Appearances have
always played a much more important part than reality in history, where the
unreal is always of greater import than the real.[1]
It is not, then, the
facts in themselves that strike the popular imagination, but the way in which
they take place and are brought to notice.
It is necessary that by their condensation, if I may thus express
myself, they should produce a startling image which fills and besets the
mind. To know the art of impressing the
imagination of crowds is to know at the same time the art of governing them.[2]
From the dawn of
civilisation onwards crowds have always undergone the influence of illusions. It is to the creators of illusions that they
have raised more temples, statues, and altars than any other class of men.[3]
The masses have never
thirsted after truth. They turn aside
from evidence that is not to their taste, preferring to deify error, if error
seduce them. Whoever can supply them
with illusions is easily their master; whoever attempts to destroy their
illusions is always their victim.[4]
As soon as a certain
number of living beings are gathered together, whether they be animals or men,
they place themselves instinctively under the authority of a chief.

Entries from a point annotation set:
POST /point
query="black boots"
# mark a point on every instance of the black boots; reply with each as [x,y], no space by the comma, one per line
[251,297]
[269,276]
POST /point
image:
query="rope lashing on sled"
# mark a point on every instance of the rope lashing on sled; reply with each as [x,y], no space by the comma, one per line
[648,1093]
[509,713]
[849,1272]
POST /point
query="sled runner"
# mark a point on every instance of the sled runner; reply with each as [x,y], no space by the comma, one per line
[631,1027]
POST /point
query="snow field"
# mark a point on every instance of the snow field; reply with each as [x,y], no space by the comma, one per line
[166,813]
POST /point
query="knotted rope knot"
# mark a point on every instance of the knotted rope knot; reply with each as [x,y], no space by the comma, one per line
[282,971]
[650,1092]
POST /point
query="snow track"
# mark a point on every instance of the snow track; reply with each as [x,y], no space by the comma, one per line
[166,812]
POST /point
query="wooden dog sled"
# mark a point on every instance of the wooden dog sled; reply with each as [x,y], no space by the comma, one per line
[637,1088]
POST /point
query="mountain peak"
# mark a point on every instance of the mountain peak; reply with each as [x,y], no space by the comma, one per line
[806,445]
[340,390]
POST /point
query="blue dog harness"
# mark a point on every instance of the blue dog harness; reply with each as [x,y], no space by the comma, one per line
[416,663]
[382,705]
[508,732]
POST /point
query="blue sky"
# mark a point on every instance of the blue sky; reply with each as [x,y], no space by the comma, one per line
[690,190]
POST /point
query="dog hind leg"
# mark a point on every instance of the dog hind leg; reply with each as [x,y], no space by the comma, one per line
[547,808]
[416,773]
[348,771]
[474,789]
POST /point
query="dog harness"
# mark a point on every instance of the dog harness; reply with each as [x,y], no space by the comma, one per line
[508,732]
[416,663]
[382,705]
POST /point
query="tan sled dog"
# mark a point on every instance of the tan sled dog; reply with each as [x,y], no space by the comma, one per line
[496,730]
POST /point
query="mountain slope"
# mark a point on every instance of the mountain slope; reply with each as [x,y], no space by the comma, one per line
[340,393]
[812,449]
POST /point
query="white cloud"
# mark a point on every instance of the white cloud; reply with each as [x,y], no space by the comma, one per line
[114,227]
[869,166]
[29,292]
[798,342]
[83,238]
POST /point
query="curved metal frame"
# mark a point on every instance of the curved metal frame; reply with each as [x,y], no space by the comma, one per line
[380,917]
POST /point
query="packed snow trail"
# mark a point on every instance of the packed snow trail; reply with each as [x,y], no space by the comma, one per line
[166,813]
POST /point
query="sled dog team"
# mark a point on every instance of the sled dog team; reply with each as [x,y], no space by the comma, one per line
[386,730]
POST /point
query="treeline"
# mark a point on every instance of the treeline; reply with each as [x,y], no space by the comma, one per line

→ EXERCISE TASKS:
**a.** Name everything that the passage on crowds says crowds have raised to the creators of illusions.
**b.** Display each line of the entries that contains the string "cloud".

→ WORKED SOLUTIONS:
**a.** Temples, statues, and altars.

**b.**
query="white cloud"
# mark a point on every instance of the white cloud; reply with each as [x,y], no space by the comma, one per line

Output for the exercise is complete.